**WRITTEN INSTRUCTION**: Please output the entries below from the line that contains "suit, giving x and y for each instance?" through the final line, reproduced exactly and alone.
....
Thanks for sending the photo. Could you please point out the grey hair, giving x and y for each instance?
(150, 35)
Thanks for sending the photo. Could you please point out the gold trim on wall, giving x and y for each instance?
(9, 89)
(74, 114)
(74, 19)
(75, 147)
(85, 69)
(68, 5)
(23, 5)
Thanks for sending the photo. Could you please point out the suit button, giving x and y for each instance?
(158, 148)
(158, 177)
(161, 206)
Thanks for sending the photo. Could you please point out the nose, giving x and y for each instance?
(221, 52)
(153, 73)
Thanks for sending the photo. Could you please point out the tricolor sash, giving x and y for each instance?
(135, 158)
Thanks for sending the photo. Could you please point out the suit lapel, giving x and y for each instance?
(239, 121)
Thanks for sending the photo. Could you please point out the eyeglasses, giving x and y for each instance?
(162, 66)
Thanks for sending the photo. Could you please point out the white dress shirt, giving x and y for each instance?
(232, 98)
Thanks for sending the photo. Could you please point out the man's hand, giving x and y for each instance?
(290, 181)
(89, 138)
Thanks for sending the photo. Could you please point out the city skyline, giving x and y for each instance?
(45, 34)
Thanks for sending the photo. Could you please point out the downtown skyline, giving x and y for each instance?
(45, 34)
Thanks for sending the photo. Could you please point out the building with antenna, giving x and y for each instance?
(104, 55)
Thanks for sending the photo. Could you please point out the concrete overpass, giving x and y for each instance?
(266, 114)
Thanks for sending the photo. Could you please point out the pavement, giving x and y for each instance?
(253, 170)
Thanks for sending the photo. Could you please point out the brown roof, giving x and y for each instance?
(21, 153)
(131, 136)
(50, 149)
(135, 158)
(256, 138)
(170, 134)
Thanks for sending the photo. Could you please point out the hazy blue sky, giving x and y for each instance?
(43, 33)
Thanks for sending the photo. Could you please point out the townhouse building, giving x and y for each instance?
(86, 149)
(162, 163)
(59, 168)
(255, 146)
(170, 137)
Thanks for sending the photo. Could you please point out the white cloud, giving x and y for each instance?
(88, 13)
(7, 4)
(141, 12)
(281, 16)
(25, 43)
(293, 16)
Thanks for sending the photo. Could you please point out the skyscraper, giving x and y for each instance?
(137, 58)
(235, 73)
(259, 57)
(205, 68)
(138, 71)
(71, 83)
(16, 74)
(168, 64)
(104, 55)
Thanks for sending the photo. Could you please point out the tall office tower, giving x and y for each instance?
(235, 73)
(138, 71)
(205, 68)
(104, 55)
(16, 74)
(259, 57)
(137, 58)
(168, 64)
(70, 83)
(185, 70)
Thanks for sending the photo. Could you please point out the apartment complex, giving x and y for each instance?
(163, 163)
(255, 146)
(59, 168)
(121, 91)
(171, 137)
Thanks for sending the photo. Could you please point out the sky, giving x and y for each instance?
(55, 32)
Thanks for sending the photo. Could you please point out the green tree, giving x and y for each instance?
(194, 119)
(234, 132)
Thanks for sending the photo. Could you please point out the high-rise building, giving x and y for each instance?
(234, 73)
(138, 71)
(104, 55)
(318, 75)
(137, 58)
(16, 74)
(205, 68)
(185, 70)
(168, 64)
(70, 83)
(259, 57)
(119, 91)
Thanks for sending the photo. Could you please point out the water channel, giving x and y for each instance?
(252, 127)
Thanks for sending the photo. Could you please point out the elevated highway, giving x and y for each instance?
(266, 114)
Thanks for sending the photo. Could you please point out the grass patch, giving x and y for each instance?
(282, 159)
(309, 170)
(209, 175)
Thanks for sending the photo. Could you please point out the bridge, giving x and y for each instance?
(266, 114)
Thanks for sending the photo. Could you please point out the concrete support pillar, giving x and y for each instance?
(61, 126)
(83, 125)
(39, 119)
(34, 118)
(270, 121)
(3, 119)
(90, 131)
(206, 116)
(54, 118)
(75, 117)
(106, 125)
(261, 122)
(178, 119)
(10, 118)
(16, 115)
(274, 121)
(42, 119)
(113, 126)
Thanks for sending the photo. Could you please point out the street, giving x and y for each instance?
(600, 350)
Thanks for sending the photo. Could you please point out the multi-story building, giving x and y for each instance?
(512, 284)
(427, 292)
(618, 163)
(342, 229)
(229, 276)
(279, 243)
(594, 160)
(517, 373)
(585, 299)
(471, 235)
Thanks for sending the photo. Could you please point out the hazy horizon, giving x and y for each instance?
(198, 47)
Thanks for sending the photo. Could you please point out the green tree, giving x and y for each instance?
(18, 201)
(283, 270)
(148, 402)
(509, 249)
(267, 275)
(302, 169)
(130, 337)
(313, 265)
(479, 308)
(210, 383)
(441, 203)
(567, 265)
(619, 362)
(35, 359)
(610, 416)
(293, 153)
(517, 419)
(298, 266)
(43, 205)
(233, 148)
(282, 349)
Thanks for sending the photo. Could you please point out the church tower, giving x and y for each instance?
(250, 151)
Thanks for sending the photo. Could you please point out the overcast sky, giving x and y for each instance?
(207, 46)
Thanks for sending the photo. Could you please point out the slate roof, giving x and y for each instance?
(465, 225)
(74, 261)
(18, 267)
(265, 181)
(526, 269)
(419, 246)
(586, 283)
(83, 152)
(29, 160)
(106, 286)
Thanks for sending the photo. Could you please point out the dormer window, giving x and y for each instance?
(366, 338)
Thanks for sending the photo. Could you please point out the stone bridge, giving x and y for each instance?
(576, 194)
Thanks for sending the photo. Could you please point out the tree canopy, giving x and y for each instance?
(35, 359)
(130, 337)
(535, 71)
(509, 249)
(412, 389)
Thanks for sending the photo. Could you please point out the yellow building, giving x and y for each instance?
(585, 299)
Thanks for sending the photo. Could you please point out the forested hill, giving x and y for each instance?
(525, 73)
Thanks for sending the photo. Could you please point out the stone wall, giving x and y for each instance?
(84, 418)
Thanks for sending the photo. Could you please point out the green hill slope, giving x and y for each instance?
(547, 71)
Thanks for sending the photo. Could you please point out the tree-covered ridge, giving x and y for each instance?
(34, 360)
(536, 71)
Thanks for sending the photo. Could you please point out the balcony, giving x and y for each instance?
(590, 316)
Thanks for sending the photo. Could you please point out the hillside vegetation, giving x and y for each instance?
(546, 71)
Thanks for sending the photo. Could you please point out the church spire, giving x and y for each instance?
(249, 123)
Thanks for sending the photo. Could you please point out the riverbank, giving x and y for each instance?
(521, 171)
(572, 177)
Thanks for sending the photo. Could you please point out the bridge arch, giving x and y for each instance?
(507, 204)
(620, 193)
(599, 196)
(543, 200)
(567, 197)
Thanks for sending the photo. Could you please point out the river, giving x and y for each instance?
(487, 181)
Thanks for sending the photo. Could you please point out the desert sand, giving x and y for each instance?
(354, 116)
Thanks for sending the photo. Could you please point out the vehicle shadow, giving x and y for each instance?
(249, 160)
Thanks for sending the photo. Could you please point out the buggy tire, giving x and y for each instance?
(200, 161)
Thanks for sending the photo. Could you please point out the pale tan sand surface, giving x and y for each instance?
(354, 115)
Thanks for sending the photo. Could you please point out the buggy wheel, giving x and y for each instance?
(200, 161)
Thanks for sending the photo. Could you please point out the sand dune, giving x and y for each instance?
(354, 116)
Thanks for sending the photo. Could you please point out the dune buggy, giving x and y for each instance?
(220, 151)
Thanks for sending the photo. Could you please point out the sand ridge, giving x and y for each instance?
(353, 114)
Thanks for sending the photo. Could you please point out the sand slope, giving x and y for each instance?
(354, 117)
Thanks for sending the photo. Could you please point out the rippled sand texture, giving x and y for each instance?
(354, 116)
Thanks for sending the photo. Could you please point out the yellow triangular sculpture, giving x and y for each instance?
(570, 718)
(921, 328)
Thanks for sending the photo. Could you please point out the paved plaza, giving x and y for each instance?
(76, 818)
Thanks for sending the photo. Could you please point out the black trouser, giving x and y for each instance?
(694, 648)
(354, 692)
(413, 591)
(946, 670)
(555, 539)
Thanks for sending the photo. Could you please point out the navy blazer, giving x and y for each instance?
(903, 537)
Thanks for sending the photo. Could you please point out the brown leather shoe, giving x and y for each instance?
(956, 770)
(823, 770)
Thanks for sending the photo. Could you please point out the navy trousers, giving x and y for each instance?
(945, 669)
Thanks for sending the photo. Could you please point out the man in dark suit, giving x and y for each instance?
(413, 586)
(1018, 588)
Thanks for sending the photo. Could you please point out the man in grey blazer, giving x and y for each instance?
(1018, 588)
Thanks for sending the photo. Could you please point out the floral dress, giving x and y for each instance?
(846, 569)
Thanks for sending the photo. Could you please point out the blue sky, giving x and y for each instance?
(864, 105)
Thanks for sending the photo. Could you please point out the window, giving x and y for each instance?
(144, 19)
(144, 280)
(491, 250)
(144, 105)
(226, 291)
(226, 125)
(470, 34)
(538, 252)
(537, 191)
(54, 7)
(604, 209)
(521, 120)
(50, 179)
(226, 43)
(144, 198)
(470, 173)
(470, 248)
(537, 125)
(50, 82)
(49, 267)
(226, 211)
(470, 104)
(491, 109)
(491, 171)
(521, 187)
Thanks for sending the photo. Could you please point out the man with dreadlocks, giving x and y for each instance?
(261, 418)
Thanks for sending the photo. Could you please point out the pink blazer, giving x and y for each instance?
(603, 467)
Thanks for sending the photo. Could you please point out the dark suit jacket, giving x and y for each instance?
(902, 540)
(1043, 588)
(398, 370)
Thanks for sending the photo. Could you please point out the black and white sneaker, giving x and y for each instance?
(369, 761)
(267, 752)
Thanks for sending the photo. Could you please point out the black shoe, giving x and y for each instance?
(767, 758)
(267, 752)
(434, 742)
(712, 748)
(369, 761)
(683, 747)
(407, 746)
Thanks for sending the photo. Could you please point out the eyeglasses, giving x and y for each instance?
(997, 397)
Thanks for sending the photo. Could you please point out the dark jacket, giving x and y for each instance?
....
**WRITTEN RESPONSE**:
Thanks for sending the photo. Could you please point out the man in dark suit, giving x and y for each instance?
(413, 586)
(1018, 588)
Thanks for sending the photo. Could you please point out the man in grey blazer, giving x and y for each instance?
(1018, 588)
Thanks for sending the photo. Could you please point out the floral dress, giving x and y for each instance?
(846, 569)
Thanks for sending the photo. Could you please point out the blue sky, giving x and y for each instance?
(864, 105)
Thanks for sending the photo. Could you please point out the window, giving x and y for each instance?
(144, 19)
(144, 280)
(491, 250)
(144, 105)
(226, 291)
(226, 125)
(470, 34)
(538, 252)
(537, 191)
(54, 7)
(604, 209)
(521, 120)
(50, 179)
(226, 43)
(144, 198)
(470, 173)
(470, 248)
(537, 125)
(50, 82)
(49, 267)
(226, 211)
(470, 104)
(491, 109)
(491, 171)
(521, 187)
Thanks for sending the photo. Could you please point out the man with dreadlocks, giving x and y for each instance?
(261, 418)
Thanks for sending the photo. Could you please point out the pink blazer, giving x and y for each instance?
(603, 467)
Thanks for sending the photo. Could you please point out the dark suit jacket, giving x and y for each instance?
(902, 540)
(1043, 588)
(398, 370)
Thanks for sending the photo. Could you please point out the black and white sneaker, giving x and y for each instance?
(369, 761)
(267, 752)
Thanks for sending the photo. Could you please point out the black shoe, giving x and y for each instance?
(767, 758)
(267, 752)
(434, 742)
(712, 748)
(369, 761)
(683, 747)
(407, 746)
Thanks for sending the photo. Could you please point out the eyeglasses, giving x and y for each instance?
(997, 397)
Thanks for sending the photo. Could you please point out the dark jacket, giving x and y for each instance?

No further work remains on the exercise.